## Was zu tun ist
1. Schreibe aus dem Gespräch über Preisjurys die Passage ab, die bei „TW: Bei uns“ anfängt und bei „einen Reifeprozess durchlebt.“ aufhört.
2. Warum wurde laut dem Gespräch über Preisjurys der Grand Prix auf die Fachbereiche ausgeweitet? Antworte in ein bis drei Sätzen.

TW: Bei uns funktioniert das in der Realität. In der Klasse haben die Mitglieder nahezu durchgehend die Größe, einem anderen etwas zu gönnen. Die stehen darüber und Ausnahmen lassen sich recht gut wegmoderieren. Wenn man darauf achtet, kann man gegen das Politisieren oder Absprachen in der Pause steuern. Sogar einen Grand Prix, für den es Einstimmigkeit braucht, haben wir letztes Jahr vergeben. Die Leute in der Goldjury können abstrahieren, sie haben selbst schon viel gewonnen und einen Reifeprozess durchlebt.
DS-A: Das finde ich außergewöhnlich. Bei uns wurde der Grand Prix auf die Fachbereiche ausgeweitet, damit zum Beispiel eine omnipräsente Werbekampagne, die alle gesehen haben, nicht mit einem Nischen-Editorial konkurriert. Wir haben ein bisschen David gegen Goliath ausgehebelt und die kleineren Fachbereiche gestützt wie Editorial, Digital, Kommunikation im Raum.
TW: Ich bin gespannt darauf, wie die Jurys mit Arbeiten umgehen werden, die mittels KI entstehen.
DS-A: Ich habe in all den Jahren gelernt, dass ich dem Urinstinkt der Jurys vertrauen darf. Es gab mal eine Zeit als Apps total heiß waren und wir ertrunken sind in eingereichten Apps. Der Hype flaute schnell wieder ab. Dasselbe Phänomen erlebten wir vor drei Jahren mit NFTs. Ich bin mir sicher, dass auf uns eine KI-Kreationsflut zukommt. Die werden wir mit dem gesunden Menschenverstand und Bauchgefühl richtig einzuordnen wissen. In der Exekution braucht man viel KI, aber seltener in der Konzeption. Meines Wissens gibt es noch keine KI, die sich eine Kreation erdacht hat. Wie werdet ihr das Thema handhaben?
TW: Ganz ähnlich. Du hast es gerade angedeutet: KI kann nur rechnen, nicht denken. Deswegen mache ich mir um die Denkarbeit keine Sorgen, die von Menschen kommt, die dann die Technologie zur Unterstützung nehmen. KI ist einfach die gesteigerte Form anderer Tools, derer wir uns sukzessive bedienen. Die Ergebnisse werden vielleicht verrückter, aber der Ursprung besteht aus der Idee. Dafür bleibt der Mensch gefragt. Einen Geistesblitz traue ich der KI – Stand heute – nicht zu.
DS-A: Unsere letzte ADC Kampagne hat genau das aufgegriffen: Change the world with creativity. Or let AI do it. Das haben wir gewählt, um vielen die Angst zu nehmen, dass die Technologie uns das Denken abnehmen wird.

## Ausgelesene Daten

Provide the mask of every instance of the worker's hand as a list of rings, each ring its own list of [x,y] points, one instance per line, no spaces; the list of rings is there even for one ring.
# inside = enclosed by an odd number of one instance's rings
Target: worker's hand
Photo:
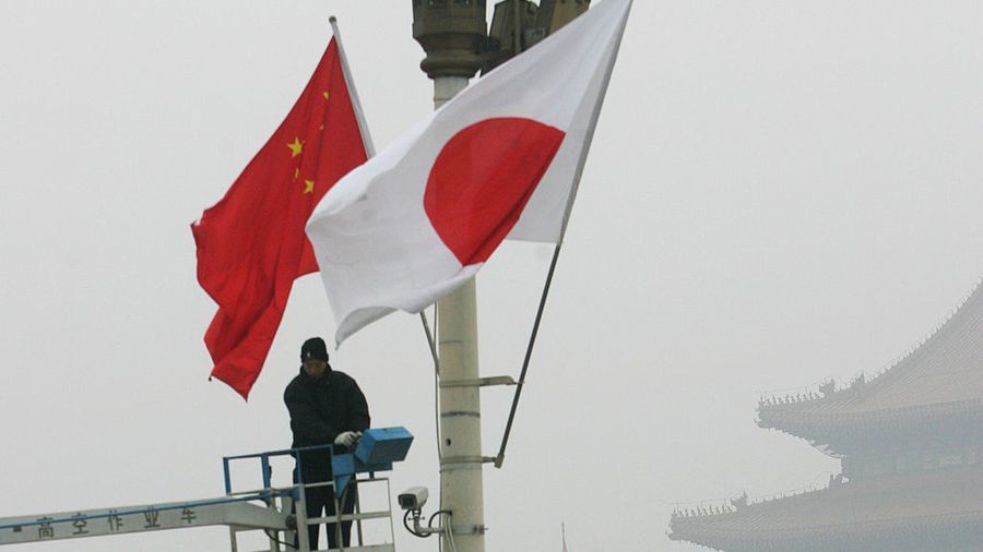
[[[358,443],[358,437],[362,436],[362,433],[356,431],[346,431],[344,433],[340,433],[336,437],[334,437],[334,444],[337,446],[346,446],[348,448],[355,448],[355,444]]]

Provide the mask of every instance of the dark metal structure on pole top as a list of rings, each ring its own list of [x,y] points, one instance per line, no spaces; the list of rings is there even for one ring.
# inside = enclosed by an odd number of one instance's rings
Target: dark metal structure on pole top
[[[504,0],[487,31],[485,0],[413,0],[413,38],[427,57],[421,69],[430,79],[470,79],[528,49],[573,17],[590,0]]]

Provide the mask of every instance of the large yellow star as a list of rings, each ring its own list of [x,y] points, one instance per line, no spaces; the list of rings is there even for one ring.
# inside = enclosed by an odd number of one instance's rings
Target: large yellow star
[[[298,155],[300,155],[300,152],[304,151],[304,144],[300,143],[300,139],[297,136],[294,136],[294,143],[287,144],[287,147],[289,147],[291,152],[293,152],[291,154],[291,158],[297,157]]]

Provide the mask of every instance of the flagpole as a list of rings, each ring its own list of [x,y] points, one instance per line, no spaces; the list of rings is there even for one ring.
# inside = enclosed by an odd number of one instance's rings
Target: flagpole
[[[404,0],[405,1],[405,0]],[[439,109],[467,86],[483,61],[485,2],[413,2],[413,38],[426,52]],[[440,509],[443,550],[485,552],[481,382],[474,278],[437,302],[440,412]]]
[[[434,108],[467,86],[467,79],[434,79]],[[469,279],[437,302],[440,367],[440,508],[448,509],[453,549],[484,552],[485,502],[482,405],[478,387],[477,286]],[[447,538],[447,536],[442,537]],[[446,547],[445,550],[451,550]]]
[[[331,23],[331,32],[334,34],[334,44],[337,45],[337,55],[341,58],[342,74],[345,77],[345,87],[348,88],[348,97],[352,98],[352,108],[355,110],[355,120],[358,122],[358,131],[362,133],[362,144],[365,146],[365,156],[371,159],[376,156],[376,146],[372,144],[372,136],[369,134],[368,124],[365,123],[365,111],[362,110],[362,100],[358,99],[358,91],[355,88],[355,81],[352,79],[352,70],[348,68],[348,56],[345,53],[345,46],[342,44],[341,31],[337,28],[337,17],[334,15],[328,17]]]

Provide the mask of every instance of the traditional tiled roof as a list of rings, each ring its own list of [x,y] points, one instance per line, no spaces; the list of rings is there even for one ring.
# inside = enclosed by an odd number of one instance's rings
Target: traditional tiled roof
[[[833,482],[711,512],[724,513],[677,513],[670,538],[729,552],[983,550],[983,467]]]
[[[939,329],[878,377],[820,394],[762,400],[759,424],[810,437],[813,427],[983,416],[983,288]]]

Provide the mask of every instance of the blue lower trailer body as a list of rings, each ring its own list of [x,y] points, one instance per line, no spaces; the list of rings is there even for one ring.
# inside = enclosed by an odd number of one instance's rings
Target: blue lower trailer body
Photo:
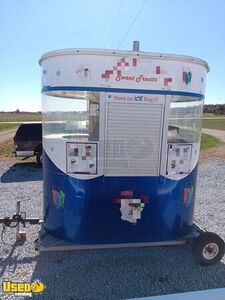
[[[162,176],[76,179],[44,154],[44,229],[75,244],[170,241],[193,228],[197,167],[184,179]],[[133,201],[132,199],[138,199]],[[122,202],[136,205],[135,222]]]

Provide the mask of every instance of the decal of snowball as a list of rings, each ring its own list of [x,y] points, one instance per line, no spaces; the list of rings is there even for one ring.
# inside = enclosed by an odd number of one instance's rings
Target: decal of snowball
[[[137,220],[141,219],[145,204],[141,202],[141,199],[121,199],[120,203],[121,219],[136,224]]]

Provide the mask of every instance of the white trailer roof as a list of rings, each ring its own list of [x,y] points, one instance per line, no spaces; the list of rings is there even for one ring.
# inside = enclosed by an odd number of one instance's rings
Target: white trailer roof
[[[70,48],[70,49],[60,49],[49,51],[43,54],[39,60],[39,64],[46,58],[61,56],[61,55],[100,55],[100,56],[138,56],[140,58],[146,59],[160,59],[160,60],[174,60],[183,62],[192,62],[206,67],[209,71],[209,65],[206,61],[187,55],[178,54],[168,54],[168,53],[154,53],[154,52],[134,52],[134,51],[124,51],[124,50],[107,50],[107,49],[95,49],[95,48]]]

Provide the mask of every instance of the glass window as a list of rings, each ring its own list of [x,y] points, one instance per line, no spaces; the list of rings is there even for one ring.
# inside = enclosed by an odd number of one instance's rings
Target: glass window
[[[203,100],[173,96],[170,104],[169,143],[197,143],[201,138]]]
[[[99,93],[51,91],[43,94],[43,134],[99,140]]]

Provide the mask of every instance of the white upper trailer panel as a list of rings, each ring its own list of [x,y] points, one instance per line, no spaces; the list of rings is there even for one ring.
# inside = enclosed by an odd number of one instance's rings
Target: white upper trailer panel
[[[75,87],[204,95],[209,71],[205,61],[190,56],[101,49],[52,51],[44,54],[39,63],[43,91]]]

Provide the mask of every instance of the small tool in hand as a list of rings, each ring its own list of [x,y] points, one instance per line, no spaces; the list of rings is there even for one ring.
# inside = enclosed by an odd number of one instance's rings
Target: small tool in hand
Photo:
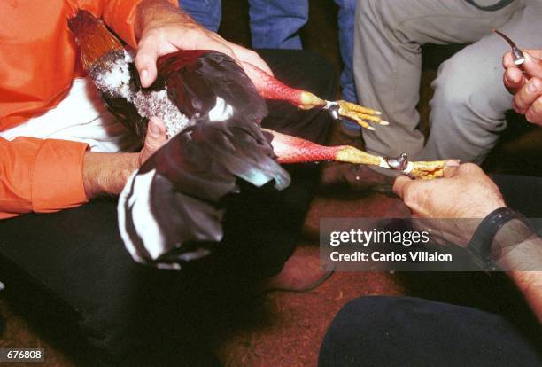
[[[523,52],[517,48],[514,41],[512,41],[504,33],[499,32],[498,29],[493,28],[492,31],[504,38],[505,41],[508,43],[510,47],[512,47],[512,58],[514,59],[514,64],[517,66],[523,65],[525,62],[525,56],[523,55]]]

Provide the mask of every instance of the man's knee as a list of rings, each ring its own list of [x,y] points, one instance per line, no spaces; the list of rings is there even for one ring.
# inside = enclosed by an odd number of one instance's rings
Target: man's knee
[[[374,27],[390,26],[386,14],[391,5],[388,0],[364,0],[358,2],[356,9],[356,21],[361,27]]]
[[[463,121],[476,122],[489,131],[504,129],[506,108],[500,107],[499,85],[502,82],[487,70],[491,67],[477,67],[476,64],[468,52],[460,51],[440,66],[432,84],[431,124]]]

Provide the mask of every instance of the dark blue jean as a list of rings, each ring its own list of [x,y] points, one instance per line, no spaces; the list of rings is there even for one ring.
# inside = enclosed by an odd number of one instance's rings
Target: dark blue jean
[[[339,47],[344,68],[341,74],[341,87],[343,88],[343,99],[356,103],[356,88],[353,80],[353,30],[354,14],[357,0],[335,0],[339,7],[337,26],[339,35]]]
[[[250,0],[249,4],[253,48],[302,49],[299,29],[308,20],[308,0]],[[218,30],[221,0],[181,0],[179,5],[207,29]]]

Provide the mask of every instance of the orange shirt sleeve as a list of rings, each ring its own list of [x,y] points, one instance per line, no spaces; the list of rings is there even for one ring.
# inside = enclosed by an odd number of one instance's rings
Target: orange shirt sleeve
[[[87,147],[66,140],[0,137],[0,219],[86,203],[82,161]]]

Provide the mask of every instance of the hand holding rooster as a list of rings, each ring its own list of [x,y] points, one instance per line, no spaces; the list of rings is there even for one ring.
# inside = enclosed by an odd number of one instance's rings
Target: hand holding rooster
[[[166,0],[141,2],[137,7],[135,32],[139,41],[135,63],[143,87],[149,87],[156,80],[158,58],[180,50],[216,50],[232,57],[239,65],[249,63],[273,75],[267,64],[256,52],[206,30]],[[129,175],[166,140],[164,123],[155,117],[149,121],[141,152],[114,156],[87,152],[83,164],[87,198],[120,193]]]

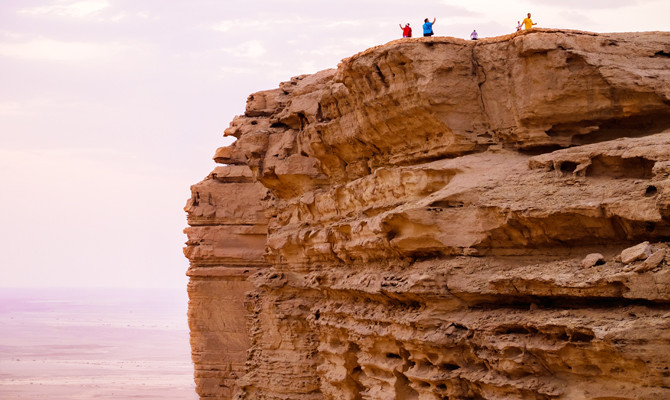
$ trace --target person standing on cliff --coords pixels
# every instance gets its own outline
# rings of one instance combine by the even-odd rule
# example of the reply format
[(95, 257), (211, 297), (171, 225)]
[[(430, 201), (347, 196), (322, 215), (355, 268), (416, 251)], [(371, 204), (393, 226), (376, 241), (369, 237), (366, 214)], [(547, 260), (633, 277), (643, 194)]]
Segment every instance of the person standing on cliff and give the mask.
[(530, 13), (528, 13), (528, 18), (525, 18), (523, 20), (523, 26), (524, 29), (528, 30), (533, 27), (533, 25), (537, 25), (537, 23), (534, 23), (532, 19), (530, 19)]
[(433, 36), (433, 24), (437, 18), (433, 18), (433, 22), (429, 22), (428, 18), (423, 20), (423, 36)]
[(400, 29), (402, 29), (402, 37), (412, 37), (412, 28), (409, 27), (409, 22), (405, 24), (403, 28), (401, 24), (398, 24)]

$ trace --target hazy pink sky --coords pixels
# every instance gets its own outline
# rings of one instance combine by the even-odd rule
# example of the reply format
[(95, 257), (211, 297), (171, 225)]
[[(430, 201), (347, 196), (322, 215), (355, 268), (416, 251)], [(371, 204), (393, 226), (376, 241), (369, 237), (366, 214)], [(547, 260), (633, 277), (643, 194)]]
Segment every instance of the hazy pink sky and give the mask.
[(0, 286), (184, 287), (189, 185), (247, 95), (399, 23), (497, 36), (527, 12), (539, 27), (667, 31), (670, 1), (3, 0)]

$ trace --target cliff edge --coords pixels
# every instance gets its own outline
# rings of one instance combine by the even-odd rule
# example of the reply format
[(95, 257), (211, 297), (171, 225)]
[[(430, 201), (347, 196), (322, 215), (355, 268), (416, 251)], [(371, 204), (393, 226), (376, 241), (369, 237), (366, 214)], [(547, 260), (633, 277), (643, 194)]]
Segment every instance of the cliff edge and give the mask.
[(670, 33), (397, 40), (225, 134), (201, 399), (670, 398)]

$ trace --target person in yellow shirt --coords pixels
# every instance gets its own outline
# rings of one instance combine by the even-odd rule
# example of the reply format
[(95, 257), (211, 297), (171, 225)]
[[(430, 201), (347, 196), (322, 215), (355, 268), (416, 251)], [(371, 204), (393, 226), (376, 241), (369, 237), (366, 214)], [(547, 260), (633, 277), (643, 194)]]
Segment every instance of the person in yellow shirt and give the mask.
[(533, 25), (537, 25), (537, 23), (533, 23), (533, 20), (530, 19), (530, 13), (528, 13), (528, 18), (525, 18), (522, 21), (522, 24), (524, 29), (530, 29), (533, 27)]

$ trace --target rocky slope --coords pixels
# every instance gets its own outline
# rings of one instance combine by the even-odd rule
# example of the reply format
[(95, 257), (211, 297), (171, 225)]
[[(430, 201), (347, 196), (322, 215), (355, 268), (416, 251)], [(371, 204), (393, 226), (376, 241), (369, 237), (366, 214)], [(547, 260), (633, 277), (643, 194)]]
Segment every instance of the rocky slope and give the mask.
[(398, 40), (226, 135), (202, 399), (670, 398), (670, 33)]

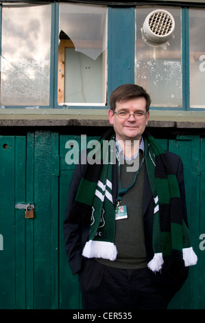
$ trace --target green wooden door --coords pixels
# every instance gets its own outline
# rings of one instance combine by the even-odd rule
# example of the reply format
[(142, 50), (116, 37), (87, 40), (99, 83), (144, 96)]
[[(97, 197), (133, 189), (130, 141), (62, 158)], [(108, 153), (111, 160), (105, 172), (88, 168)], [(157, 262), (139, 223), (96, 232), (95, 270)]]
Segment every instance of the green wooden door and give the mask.
[(0, 309), (58, 307), (58, 134), (0, 136)]
[[(69, 268), (63, 236), (75, 168), (66, 162), (66, 144), (80, 144), (80, 139), (49, 131), (0, 136), (0, 309), (81, 308), (77, 276)], [(198, 256), (169, 308), (205, 309), (205, 250), (199, 247), (199, 237), (205, 234), (205, 140), (190, 135), (160, 141), (182, 159)], [(35, 205), (34, 219), (25, 218), (28, 203)]]
[[(188, 280), (169, 304), (170, 309), (198, 309), (199, 281), (202, 274), (200, 263), (203, 256), (199, 250), (200, 226), (200, 137), (178, 136), (176, 140), (162, 140), (164, 148), (176, 153), (184, 164), (186, 208), (192, 244), (198, 256), (198, 263), (189, 269)], [(204, 308), (205, 304), (204, 303)]]
[[(60, 222), (63, 222), (69, 187), (72, 179), (75, 165), (68, 166), (65, 162), (67, 150), (66, 142), (71, 139), (80, 143), (79, 136), (62, 136), (60, 138)], [(200, 232), (203, 230), (200, 227), (202, 220), (200, 218), (200, 163), (201, 151), (201, 140), (199, 136), (178, 136), (175, 140), (158, 140), (165, 149), (179, 155), (183, 162), (187, 200), (187, 212), (191, 238), (194, 249), (197, 254), (199, 261), (196, 266), (190, 268), (189, 276), (182, 289), (176, 293), (169, 304), (169, 309), (204, 309), (205, 302), (201, 295), (204, 295), (205, 289), (200, 284), (204, 281), (202, 269), (200, 263), (203, 260), (203, 254), (199, 250)], [(204, 145), (204, 142), (203, 142)], [(204, 146), (205, 148), (205, 146)], [(205, 164), (205, 162), (204, 162)], [(202, 188), (203, 190), (205, 188)], [(202, 205), (201, 205), (202, 208)], [(60, 271), (60, 304), (62, 308), (80, 309), (80, 292), (77, 276), (73, 276), (67, 265), (67, 256), (64, 250), (64, 238), (62, 228), (60, 233), (62, 250)], [(200, 280), (200, 281), (199, 281)], [(67, 282), (64, 284), (64, 282)], [(200, 284), (200, 285), (199, 285)]]

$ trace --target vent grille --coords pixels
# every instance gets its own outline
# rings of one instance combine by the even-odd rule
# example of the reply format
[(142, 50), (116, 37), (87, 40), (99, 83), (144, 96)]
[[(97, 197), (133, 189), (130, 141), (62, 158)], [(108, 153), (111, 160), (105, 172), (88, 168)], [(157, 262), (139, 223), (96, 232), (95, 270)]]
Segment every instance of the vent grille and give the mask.
[(173, 20), (167, 12), (154, 12), (149, 19), (149, 25), (156, 35), (165, 36), (169, 34), (173, 28)]
[(143, 27), (143, 35), (147, 41), (154, 43), (166, 43), (175, 28), (172, 15), (167, 10), (156, 10), (146, 17)]

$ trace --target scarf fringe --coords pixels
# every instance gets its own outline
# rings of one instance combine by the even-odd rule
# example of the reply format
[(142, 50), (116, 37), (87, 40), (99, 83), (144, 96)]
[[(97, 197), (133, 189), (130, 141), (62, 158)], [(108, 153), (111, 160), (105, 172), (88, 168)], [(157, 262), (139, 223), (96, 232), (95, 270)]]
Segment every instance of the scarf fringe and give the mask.
[(110, 260), (114, 260), (117, 254), (117, 250), (114, 243), (93, 240), (86, 242), (82, 252), (82, 256), (86, 258), (102, 258)]
[(192, 247), (190, 248), (184, 248), (182, 252), (185, 267), (196, 265), (197, 262), (197, 256), (194, 252)]
[[(183, 248), (183, 259), (184, 260), (184, 266), (189, 267), (196, 265), (197, 262), (197, 256), (193, 249), (193, 247)], [(162, 268), (164, 263), (162, 254), (159, 252), (154, 254), (152, 260), (149, 261), (147, 266), (153, 272), (160, 271)]]
[(153, 259), (148, 263), (147, 266), (153, 272), (160, 271), (162, 267), (164, 260), (162, 252), (154, 254)]

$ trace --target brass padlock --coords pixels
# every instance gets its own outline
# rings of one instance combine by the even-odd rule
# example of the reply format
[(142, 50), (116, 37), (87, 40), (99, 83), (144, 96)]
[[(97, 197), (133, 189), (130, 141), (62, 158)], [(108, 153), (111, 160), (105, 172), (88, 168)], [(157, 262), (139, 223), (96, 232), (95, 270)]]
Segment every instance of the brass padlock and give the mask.
[(31, 205), (27, 205), (25, 210), (25, 219), (34, 219), (34, 210)]

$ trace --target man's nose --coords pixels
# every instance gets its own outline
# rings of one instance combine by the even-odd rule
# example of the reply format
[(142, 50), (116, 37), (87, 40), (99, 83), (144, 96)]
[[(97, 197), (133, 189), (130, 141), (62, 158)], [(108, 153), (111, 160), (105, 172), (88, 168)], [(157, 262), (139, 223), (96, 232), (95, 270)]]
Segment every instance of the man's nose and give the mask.
[(135, 121), (135, 118), (133, 113), (130, 113), (128, 119), (129, 121)]

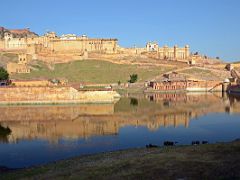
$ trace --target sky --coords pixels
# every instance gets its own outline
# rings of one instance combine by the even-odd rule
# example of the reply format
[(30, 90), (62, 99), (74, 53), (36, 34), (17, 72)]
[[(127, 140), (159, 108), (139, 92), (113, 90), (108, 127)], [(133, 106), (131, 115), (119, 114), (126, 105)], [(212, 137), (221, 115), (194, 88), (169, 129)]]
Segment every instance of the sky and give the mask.
[(240, 60), (240, 0), (5, 0), (0, 26), (117, 38), (124, 47), (188, 44), (192, 52)]

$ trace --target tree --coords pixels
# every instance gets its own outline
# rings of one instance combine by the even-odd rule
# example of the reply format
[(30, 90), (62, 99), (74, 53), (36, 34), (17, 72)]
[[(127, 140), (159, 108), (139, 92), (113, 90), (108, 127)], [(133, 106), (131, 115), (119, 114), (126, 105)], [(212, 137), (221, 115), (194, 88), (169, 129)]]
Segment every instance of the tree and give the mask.
[(135, 83), (135, 82), (137, 82), (137, 79), (138, 79), (138, 75), (137, 74), (132, 74), (132, 75), (130, 75), (129, 82), (130, 83)]
[(9, 79), (8, 72), (3, 67), (0, 67), (0, 81), (8, 79)]

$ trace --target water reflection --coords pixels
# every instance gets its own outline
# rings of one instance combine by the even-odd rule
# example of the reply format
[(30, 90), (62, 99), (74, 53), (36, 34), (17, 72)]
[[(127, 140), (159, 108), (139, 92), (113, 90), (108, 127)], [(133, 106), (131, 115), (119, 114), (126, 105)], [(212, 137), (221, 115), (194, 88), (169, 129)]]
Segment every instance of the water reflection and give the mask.
[(239, 113), (239, 96), (217, 94), (140, 94), (116, 104), (1, 106), (0, 143), (41, 139), (88, 139), (117, 135), (122, 127), (189, 127), (209, 113)]

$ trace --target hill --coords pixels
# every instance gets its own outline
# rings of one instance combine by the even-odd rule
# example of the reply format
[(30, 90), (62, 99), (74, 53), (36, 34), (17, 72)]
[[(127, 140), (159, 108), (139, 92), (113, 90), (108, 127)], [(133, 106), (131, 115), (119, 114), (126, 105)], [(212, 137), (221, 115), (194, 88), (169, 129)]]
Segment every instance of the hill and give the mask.
[(176, 67), (116, 64), (102, 60), (82, 60), (61, 64), (32, 63), (30, 74), (14, 74), (13, 79), (65, 78), (69, 82), (125, 83), (131, 74), (138, 74), (140, 82), (173, 70)]

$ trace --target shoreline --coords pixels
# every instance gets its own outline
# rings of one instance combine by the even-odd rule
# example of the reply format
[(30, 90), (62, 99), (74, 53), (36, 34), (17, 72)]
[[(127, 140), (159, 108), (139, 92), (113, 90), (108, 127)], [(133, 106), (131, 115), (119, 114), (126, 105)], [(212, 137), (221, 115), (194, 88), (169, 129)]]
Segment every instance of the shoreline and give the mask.
[(240, 140), (134, 148), (83, 155), (22, 169), (0, 168), (0, 179), (240, 178)]

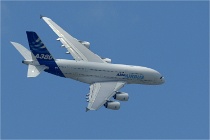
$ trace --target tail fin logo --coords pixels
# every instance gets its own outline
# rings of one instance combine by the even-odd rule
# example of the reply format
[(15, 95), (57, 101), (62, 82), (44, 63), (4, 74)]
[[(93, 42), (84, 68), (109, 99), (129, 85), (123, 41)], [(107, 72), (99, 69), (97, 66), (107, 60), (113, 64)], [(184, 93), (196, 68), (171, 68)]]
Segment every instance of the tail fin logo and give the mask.
[(36, 58), (37, 59), (45, 59), (45, 60), (52, 60), (53, 59), (52, 55), (48, 55), (48, 54), (37, 54)]
[(28, 43), (29, 47), (36, 57), (36, 59), (41, 62), (43, 60), (45, 61), (54, 61), (54, 58), (50, 54), (50, 52), (47, 50), (46, 46), (42, 42), (42, 40), (39, 38), (39, 36), (35, 32), (27, 31), (27, 37), (28, 37)]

## Die Lösungen
1.
TW: Bei uns funktioniert das in der Realität. In der Klasse haben die Mitglieder nahezu durchgehend die Größe, einem anderen etwas zu gönnen. Die stehen darüber und Ausnahmen lassen sich recht gut wegmoderieren. Wenn man darauf achtet, kann man gegen das Politisieren oder Absprachen in der Pause steuern. Sogar einen Grand Prix, für den es Einstimmigkeit braucht, haben wir letztes Jahr vergeben. Die Leute in der Goldjury können abstrahieren, sie haben selbst schon viel gewonnen und einen Reifeprozess durchlebt.

2. Damit zum Beispiel eine omnipräsente Werbekampagne, die alle gesehen haben, nicht mit einem Nischen-Editorial konkurriert. Auf diese Weise wurden die kleineren Fachbereiche wie Editorial, Digital und Kommunikation im Raum gestützt.